Present the lines below as a numbered list, leaving out any blank lines.

# # # #

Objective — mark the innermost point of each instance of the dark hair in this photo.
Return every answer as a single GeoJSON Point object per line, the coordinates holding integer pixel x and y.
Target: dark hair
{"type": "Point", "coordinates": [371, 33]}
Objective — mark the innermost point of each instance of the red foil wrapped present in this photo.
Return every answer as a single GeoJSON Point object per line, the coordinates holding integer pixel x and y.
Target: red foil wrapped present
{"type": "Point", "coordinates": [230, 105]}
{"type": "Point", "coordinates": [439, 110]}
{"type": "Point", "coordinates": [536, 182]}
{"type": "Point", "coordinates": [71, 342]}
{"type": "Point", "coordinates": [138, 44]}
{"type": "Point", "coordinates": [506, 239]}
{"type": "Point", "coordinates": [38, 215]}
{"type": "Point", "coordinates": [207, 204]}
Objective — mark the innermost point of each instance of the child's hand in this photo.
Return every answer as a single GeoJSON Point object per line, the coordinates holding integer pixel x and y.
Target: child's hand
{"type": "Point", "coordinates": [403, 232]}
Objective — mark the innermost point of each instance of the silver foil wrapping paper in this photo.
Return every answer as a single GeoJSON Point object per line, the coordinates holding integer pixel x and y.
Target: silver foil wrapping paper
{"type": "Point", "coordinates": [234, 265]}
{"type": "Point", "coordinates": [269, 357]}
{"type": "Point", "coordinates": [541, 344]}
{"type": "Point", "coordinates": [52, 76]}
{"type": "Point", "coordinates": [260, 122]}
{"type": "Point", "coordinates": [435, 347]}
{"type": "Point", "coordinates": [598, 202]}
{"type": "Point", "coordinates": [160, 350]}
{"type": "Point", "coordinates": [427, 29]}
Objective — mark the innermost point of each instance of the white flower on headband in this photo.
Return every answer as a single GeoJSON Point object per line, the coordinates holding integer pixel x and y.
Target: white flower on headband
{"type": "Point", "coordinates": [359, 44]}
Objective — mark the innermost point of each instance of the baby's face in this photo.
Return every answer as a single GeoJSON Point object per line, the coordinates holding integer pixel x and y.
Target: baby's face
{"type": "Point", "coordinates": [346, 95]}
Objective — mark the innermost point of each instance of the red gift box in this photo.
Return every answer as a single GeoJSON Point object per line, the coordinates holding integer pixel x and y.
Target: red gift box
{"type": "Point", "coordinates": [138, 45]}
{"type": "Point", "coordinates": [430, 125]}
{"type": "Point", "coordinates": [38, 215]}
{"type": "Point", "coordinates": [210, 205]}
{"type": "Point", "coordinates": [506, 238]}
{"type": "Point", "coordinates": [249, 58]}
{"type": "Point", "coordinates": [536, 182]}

# # # #

■ Reply to the exercise:
1. Objective — mark the innermost point of each instance of the dark hair in this photo.
2. Return every answer as a single GeoJSON Point object per line, the coordinates holding integer pixel x and y.
3. Target: dark hair
4. {"type": "Point", "coordinates": [371, 33]}
5. Objective — mark the innermost point of each instance of the red foil wrapped present in this photo.
6. Return every answer as a single GeoJSON Point object per line, the coordinates holding integer pixel x and y.
7. Target: red foil wrapped present
8. {"type": "Point", "coordinates": [230, 105]}
9. {"type": "Point", "coordinates": [439, 110]}
10. {"type": "Point", "coordinates": [536, 182]}
11. {"type": "Point", "coordinates": [71, 342]}
12. {"type": "Point", "coordinates": [138, 44]}
13. {"type": "Point", "coordinates": [506, 239]}
14. {"type": "Point", "coordinates": [38, 215]}
15. {"type": "Point", "coordinates": [207, 204]}
16. Objective — mark the innermost point of each instance of the child's hand in this photo.
17. Return every answer as a single GeoJSON Point object per line, the coordinates holding integer pixel x and y.
18. Target: child's hand
19. {"type": "Point", "coordinates": [403, 232]}
20. Objective — mark the innermost point of each instance of the silver foil wrapping paper in this photo.
21. Return every answer as a single GeoJSON Point object per line, the coordinates holding integer pixel x and y.
22. Target: silver foil wrapping paper
23. {"type": "Point", "coordinates": [234, 265]}
24. {"type": "Point", "coordinates": [269, 357]}
25. {"type": "Point", "coordinates": [541, 344]}
26. {"type": "Point", "coordinates": [52, 76]}
27. {"type": "Point", "coordinates": [260, 122]}
28. {"type": "Point", "coordinates": [435, 347]}
29. {"type": "Point", "coordinates": [598, 202]}
30. {"type": "Point", "coordinates": [160, 350]}
31. {"type": "Point", "coordinates": [427, 29]}
32. Objective — mark the innermost point of each instance of the white flower on headband in this photo.
33. Return every answer as a single GeoJSON Point object per line, the coordinates holding integer pixel x and y.
34. Target: white flower on headband
35. {"type": "Point", "coordinates": [359, 44]}
36. Objective — mark the innermost point of each instance of the baby's face in this photo.
37. Return every answer as a single GeoJSON Point object per line, the coordinates holding integer pixel x and y.
38. Target: baby's face
39. {"type": "Point", "coordinates": [346, 95]}
40. Objective — mark the innermost point of each instance of the red gift box in this photo.
41. Return every answer as a single GeoJSON Point object per line, the coordinates holding integer pixel x and y.
42. Target: red gift box
43. {"type": "Point", "coordinates": [138, 45]}
44. {"type": "Point", "coordinates": [430, 125]}
45. {"type": "Point", "coordinates": [38, 215]}
46. {"type": "Point", "coordinates": [210, 205]}
47. {"type": "Point", "coordinates": [506, 238]}
48. {"type": "Point", "coordinates": [249, 58]}
49. {"type": "Point", "coordinates": [536, 182]}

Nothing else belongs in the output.